▶ _Written instruction 1_
Copy the passage of the tangent-line thread starting with "The tangent is" and going on through "y=mx, as c=0.".

--- Source ---

Find all values of x at which the tangent line to the given curve passes through the origin for y = 1/(x + 4)
The tangent is a line of slope "m".
The derivative of the function gives this slope.
As the tangent passes through the origin, it's equation is y=mx, as c=0.
Hence, the point of intersection of this tangent and the curve gives us x.
$\displaystyle f'(x)=\frac{(x+4)(0)-1(1)}{(x+4)^2}$
The equation of the tangent(s) through (0,0) is $\displaystyle y=mx=\frac{-x}{(x+4)^2}$
Solving f(x) for the curve = mx for the line finds x.
$\displaystyle \frac{1}{x+4}=\frac{-x}{(x+4)^2}$
Solving this, bearing in mind that x=-4 is not part of the domain of f(x) or f'(x) discovers x.
Hence multiply both fractions by (x+4) before solving for x.
Lines look like this: $\displaystyle (y-y_{0}) = m(x-x_{0})$
We know we need the Origin: $\displaystyle y_{0} = m \cdot x_{0}$
The derivative gives the slope: $\displaystyle m = -\frac{1}{(x_{0}+4)^{2}}$
We know: $\displaystyle y_{0} = \frac{1}{x_{0}+4}$
I'm a little surprised to find only one solution. I expected two solutions when I started the problem. I was wrong.
Let's see what you get.

---

▶ _Written instruction 2_
Repeat the rows starting with the line with "Mark one point on every instance of the standard" and going on through the end of the rows.

--- Record excerpts ---

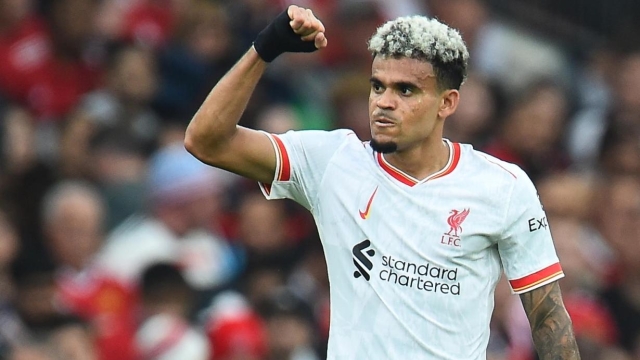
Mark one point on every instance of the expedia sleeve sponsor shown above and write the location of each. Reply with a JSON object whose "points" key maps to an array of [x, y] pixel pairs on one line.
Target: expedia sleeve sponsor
{"points": [[425, 277]]}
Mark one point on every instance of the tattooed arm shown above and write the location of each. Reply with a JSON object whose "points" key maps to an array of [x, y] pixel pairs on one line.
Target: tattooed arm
{"points": [[550, 324]]}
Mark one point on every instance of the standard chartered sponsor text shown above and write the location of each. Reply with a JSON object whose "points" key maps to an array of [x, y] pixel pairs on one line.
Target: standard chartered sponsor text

---

▶ _Written response 1_
The tangent is a line of slope "m".
The derivative of the function gives this slope.
As the tangent passes through the origin, it's equation is y=mx, as c=0.

▶ _Written response 2_
Mark one point on every instance of the standard chartered sponsor text shown above and write the location of each. Reply with a JSON object whose "points" key maps to an array of [x, y] pixel pairs on one line.
Target: standard chartered sponsor text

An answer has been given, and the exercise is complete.